**WHAT TO WORK ON:**
Your task is to give the data again, exactly, with every line intact.
** start of STORED ROWS **
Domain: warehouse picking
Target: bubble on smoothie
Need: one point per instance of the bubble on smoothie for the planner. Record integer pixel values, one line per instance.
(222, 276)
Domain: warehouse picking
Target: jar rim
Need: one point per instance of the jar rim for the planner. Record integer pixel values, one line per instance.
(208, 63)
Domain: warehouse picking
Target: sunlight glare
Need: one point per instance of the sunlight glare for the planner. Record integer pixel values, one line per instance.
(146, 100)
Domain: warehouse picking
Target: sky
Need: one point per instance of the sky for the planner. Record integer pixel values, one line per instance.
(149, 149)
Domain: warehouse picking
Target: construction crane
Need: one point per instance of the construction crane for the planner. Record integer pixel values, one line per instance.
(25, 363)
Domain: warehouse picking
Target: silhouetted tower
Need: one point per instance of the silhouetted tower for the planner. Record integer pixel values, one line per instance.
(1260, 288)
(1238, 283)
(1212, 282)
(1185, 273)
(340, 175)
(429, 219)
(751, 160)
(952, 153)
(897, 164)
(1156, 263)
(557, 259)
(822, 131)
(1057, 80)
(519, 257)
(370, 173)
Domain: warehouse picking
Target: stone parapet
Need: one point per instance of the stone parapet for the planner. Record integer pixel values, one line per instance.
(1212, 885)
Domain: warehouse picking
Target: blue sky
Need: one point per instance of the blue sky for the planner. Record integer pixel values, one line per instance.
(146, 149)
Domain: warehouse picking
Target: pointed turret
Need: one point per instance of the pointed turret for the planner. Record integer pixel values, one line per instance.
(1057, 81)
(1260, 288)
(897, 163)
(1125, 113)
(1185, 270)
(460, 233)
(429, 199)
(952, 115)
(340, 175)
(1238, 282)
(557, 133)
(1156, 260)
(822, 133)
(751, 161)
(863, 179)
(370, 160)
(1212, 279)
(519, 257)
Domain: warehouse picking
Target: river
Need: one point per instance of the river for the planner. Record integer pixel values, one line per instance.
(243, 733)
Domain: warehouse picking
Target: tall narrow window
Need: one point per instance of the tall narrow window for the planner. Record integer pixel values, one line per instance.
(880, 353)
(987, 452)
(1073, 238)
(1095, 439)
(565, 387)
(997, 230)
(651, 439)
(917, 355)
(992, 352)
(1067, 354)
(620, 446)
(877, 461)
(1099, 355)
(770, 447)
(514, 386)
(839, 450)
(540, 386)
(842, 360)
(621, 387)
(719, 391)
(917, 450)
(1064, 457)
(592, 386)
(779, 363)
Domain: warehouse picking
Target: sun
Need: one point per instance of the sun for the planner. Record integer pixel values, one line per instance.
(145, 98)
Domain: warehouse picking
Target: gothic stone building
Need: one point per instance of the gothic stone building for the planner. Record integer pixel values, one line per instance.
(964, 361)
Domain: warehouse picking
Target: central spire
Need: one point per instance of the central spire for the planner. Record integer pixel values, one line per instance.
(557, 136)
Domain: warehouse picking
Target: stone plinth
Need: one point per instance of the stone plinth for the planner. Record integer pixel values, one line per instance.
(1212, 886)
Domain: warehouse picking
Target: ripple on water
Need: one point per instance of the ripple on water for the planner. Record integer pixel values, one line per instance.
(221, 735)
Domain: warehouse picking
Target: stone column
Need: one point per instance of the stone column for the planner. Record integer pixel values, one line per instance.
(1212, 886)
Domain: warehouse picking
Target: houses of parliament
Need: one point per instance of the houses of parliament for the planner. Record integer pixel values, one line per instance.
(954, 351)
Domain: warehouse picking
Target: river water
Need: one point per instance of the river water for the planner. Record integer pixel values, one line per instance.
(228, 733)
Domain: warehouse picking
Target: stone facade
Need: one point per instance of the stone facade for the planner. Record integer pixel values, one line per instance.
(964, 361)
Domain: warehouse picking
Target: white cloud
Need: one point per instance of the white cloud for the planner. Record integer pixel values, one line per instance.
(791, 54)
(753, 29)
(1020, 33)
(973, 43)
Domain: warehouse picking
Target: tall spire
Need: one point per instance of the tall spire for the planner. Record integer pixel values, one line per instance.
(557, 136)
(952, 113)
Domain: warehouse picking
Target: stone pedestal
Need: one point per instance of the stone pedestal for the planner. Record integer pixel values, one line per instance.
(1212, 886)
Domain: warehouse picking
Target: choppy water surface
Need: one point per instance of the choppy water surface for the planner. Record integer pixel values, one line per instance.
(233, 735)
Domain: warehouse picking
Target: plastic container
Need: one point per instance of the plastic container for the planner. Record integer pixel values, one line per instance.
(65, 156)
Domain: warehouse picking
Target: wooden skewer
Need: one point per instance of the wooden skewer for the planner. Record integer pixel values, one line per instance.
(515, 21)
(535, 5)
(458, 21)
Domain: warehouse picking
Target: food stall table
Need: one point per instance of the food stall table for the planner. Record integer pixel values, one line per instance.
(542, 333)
** end of STORED ROWS **
**EXERCISE SOLUTION:**
Domain: warehouse picking
Target: bubble on smoothie
Need: one point per instance of the bubble on smoothie for the planner. Record integer pixel values, one line per instance.
(222, 276)
Domain: warehouse picking
Target: jar rim
Need: one point per instance of the jar rim for the planner. Record integer pixel values, one line per instance.
(208, 63)
Domain: warehouse picking
Target: sunlight glare
Need: one point per instance of the sunlight glare for the planner. Record integer pixel values, one line per instance.
(146, 100)
Domain: warehouse picking
Target: sky
Need: one point per instance of the sky for the planner. Record integer pixel values, one line per instance.
(149, 149)
Domain: warehouse picking
Target: construction crane
Need: one point per instance of the construction crane for the planner. Record integer pixel values, one line per instance.
(25, 363)
Domain: warehouse picking
Target: silhouetted tower
Need: one point per instance of the silhouetted tower for the planner. Record integer pixel values, one line per instance.
(1260, 288)
(1238, 283)
(1212, 282)
(1185, 273)
(340, 175)
(429, 219)
(751, 160)
(952, 153)
(897, 164)
(1156, 263)
(557, 259)
(822, 131)
(1057, 80)
(519, 257)
(370, 173)
Domain: warehouse picking
Target: stone parapet
Need: one point per instance of the stone parapet for the planner. Record integer pixel values, one line per instance.
(1212, 885)
Domain: warehouse picking
Target: blue sky
Need: one point per instance of the blue sky for the planner. Record integer pixel values, one line per instance.
(146, 149)
Domain: warehouse picking
Target: pointed turret
Need: one point per instance of the pointed turret for the planner. Record integer pixel values, one line per instance.
(1057, 81)
(1260, 288)
(897, 163)
(1125, 113)
(1185, 270)
(460, 233)
(429, 199)
(952, 115)
(340, 175)
(1238, 282)
(557, 133)
(1156, 260)
(822, 133)
(751, 161)
(863, 179)
(370, 160)
(1212, 279)
(519, 257)
Domain: warehouse picking
Target: river
Need: one point per instance of the river for the planner. Record integer pixel values, one line per instance.
(243, 733)
Domain: warehouse picking
Target: tall narrow window
Need: one point per instance of the tall narrow window for the planner. Record integer pixel values, one line per instance.
(880, 353)
(987, 452)
(1073, 238)
(1095, 439)
(565, 387)
(997, 230)
(651, 439)
(917, 355)
(992, 352)
(1067, 354)
(620, 446)
(877, 461)
(1099, 355)
(770, 447)
(514, 386)
(839, 450)
(540, 386)
(842, 360)
(621, 387)
(719, 391)
(917, 450)
(1064, 457)
(592, 386)
(779, 363)
Domain: warehouse picking
Target: sun
Need: one point per instance of the sun for the planner. Record integer pixel values, one line per instance.
(145, 98)
Domain: warehouse picking
Target: gothic stone building
Need: one point per instance of the gothic stone building for the planner. Record integer pixel values, one line per instance.
(964, 361)
Domain: warehouse picking
Target: central spire
Need: one point per instance of the central spire for the planner. Record integer pixel values, one line per instance.
(557, 136)
Domain: warehouse picking
Target: stone plinth
Need: one point per instance of the stone plinth for the planner. Record integer pixel values, one line per instance.
(1212, 886)
Domain: warehouse picking
Target: ripple on water
Need: one point per instance of the ripple on water for the planner. Record integer pixel values, one line per instance.
(221, 735)
Domain: warehouse picking
Target: stone column
Need: one point per instance of the stone column for the planner. Record integer pixel values, one line per instance.
(1212, 886)
Domain: warehouse picking
Target: houses of parliament
Need: one point per instance of the houses of parliament for the planner. Record integer pixel values, one line per instance.
(954, 351)
Domain: warehouse picking
Target: river water
Need: one point per instance of the river water for the planner. Record integer pixel values, one line per instance.
(228, 733)
Domain: warehouse picking
Target: stone facade
Need: one point per instance of the stone facade for the planner. Record integer pixel values, one line per instance.
(964, 361)
Domain: warehouse picking
Target: white cloud
Need: one point per instance of the white cloud for the planner. Record integer pixel values, one line per instance.
(791, 54)
(753, 29)
(1020, 33)
(973, 43)
Domain: warehouse picking
Target: tall spire
Need: one point per instance of the tall spire for the planner. Record integer pixel values, one line per instance.
(557, 136)
(952, 113)
Domain: warehouse picking
Target: stone pedestal
Need: one point per instance of the stone pedestal for the planner. Record integer pixel values, one line per instance.
(1212, 886)
Domain: warehouse picking
Target: choppy water surface
Need: one point per instance of the choppy water surface for the planner. Record integer pixel values, one line per instance.
(233, 735)
Domain: warehouse picking
Target: plastic container
Need: one point per instance of the plastic container for the planner. Record integer pixel values, one line per instance.
(65, 156)
Domain: warehouse picking
Target: wooden skewer
Need: one point per instance of the wooden skewer for the planner. Record integer pixel values, one line per instance.
(515, 21)
(535, 5)
(458, 21)
Domain: warehouse picking
Target: food stall table
Need: one point per instance of the food stall table for the planner. Record integer pixel values, one line per instance.
(542, 333)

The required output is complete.